(Stored items)

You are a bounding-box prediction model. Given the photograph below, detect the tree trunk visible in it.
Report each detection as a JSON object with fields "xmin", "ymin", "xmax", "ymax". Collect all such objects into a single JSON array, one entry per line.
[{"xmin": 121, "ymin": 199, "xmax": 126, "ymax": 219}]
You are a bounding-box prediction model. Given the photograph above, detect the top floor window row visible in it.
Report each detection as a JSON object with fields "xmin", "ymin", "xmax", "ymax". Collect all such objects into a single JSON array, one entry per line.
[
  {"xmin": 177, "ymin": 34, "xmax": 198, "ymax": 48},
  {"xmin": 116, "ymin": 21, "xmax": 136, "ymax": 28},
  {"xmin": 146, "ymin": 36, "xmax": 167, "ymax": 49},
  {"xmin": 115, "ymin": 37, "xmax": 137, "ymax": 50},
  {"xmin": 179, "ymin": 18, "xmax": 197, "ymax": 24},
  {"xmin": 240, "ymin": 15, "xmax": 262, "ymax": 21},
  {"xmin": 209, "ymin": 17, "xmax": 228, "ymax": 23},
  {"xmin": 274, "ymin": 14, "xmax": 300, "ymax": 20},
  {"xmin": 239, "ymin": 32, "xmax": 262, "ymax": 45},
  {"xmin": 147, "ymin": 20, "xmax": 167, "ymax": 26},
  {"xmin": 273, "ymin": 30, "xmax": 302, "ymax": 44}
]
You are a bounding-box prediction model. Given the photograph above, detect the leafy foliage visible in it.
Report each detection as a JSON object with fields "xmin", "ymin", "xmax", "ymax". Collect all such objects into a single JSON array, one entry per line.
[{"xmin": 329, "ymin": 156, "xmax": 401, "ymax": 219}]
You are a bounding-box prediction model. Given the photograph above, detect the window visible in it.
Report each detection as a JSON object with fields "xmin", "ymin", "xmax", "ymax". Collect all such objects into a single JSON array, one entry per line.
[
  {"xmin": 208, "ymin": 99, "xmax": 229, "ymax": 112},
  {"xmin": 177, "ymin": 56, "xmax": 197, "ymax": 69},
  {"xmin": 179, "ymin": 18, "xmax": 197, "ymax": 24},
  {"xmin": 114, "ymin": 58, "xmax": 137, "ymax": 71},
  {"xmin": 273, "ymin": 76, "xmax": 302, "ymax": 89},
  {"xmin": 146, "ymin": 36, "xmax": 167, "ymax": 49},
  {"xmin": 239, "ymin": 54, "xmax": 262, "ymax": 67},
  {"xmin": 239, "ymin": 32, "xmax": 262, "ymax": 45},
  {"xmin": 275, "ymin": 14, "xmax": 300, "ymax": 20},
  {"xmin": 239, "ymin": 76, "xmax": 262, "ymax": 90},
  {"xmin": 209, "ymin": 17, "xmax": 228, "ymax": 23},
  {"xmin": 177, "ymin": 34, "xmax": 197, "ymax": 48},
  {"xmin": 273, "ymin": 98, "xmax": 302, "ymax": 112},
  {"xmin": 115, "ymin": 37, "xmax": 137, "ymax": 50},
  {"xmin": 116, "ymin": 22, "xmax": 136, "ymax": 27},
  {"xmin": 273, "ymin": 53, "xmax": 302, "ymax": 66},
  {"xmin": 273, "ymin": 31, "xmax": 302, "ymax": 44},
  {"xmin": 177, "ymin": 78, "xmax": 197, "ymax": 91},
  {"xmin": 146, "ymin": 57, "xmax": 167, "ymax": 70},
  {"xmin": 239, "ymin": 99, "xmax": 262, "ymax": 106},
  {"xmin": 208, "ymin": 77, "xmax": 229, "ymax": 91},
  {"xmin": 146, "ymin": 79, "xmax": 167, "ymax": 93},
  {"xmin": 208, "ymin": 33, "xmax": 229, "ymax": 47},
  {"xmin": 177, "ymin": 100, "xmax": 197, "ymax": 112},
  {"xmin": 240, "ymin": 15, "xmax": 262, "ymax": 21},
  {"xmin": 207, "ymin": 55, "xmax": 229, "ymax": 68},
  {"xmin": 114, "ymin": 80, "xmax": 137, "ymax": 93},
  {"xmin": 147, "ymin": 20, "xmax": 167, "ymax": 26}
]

→ SET PROBLEM:
Which lines of the rows contain the word "above"? Show each of them in full, unchanged.

→ EXPECTED ANSWER:
You are a bounding-box prediction model. Given the photograph above, detect the top floor window row visible in it.
You are a bounding-box prediction model. Given the photograph above, detect the leafy foliage visible in it.
You are a bounding-box prediction model. Given the photograph above, detect the window visible in it.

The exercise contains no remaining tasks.